Copy the part of the forum thread about digital driver licenses from "## SpinalCabbage (Feb" to "(Dec 27, 2018)" word for word.

> Text block:

+++

# Apple Launching Digital Driver Licenses in Apple Wallet!



## 142605 (Mar 4, 2018)

The new iOS will have digital drivers licenses for states the support it. How cool to no longer need a wallet. Insurance card? Digital. Driver licenses? Digital. Car key? Digital. Apartment key? Digital.

No wallet. No keys. This is the way.


----------



## Trafficat (Dec 19, 2016)

Should already be that way. The police have databases of all the driver licenses. Should just be able to compare your face to the image on file and you can even confirm personal information. Heck, today, facial recognition could look you up for the officer.

I don't expect states to get on board with this idea of digital licenses. Being able to ticket people who leave their license at home is a valuable revenue stream.


----------



## SpinalCabbage (Feb 5, 2020)

Going all digital opens up a whole other can of worms regarding data security.

I kind of thought I wrote up a long post about that and posted it in here yesterday, but apparently I was hallucinating as it is not here now.


----------



## FLKeys (Dec 27, 2018)

SpinalCabbage said:


> Going all digital opens up a whole other can of worms regarding data security.
> 
> I kind of thought I wrote up a long post about that and posted it in here yesterday, but apparently I was hallucinating as it is not here now.


Digital security is the goal of blockchain technology.


----------

+++

> Material:
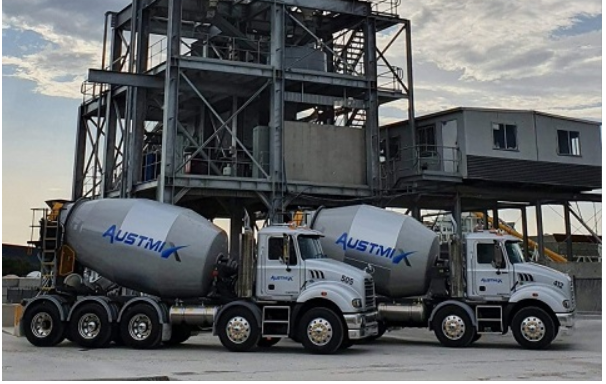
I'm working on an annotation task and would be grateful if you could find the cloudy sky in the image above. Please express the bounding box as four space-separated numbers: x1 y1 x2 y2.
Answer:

+++

> Solution below:
## SpinalCabbage (Feb 5, 2020)

Going all digital opens up a whole other can of worms regarding data security.

I kind of thought I wrote up a long post about that and posted it in here yesterday, but apparently I was hallucinating as it is not here now.


----------



## FLKeys (Dec 27, 2018)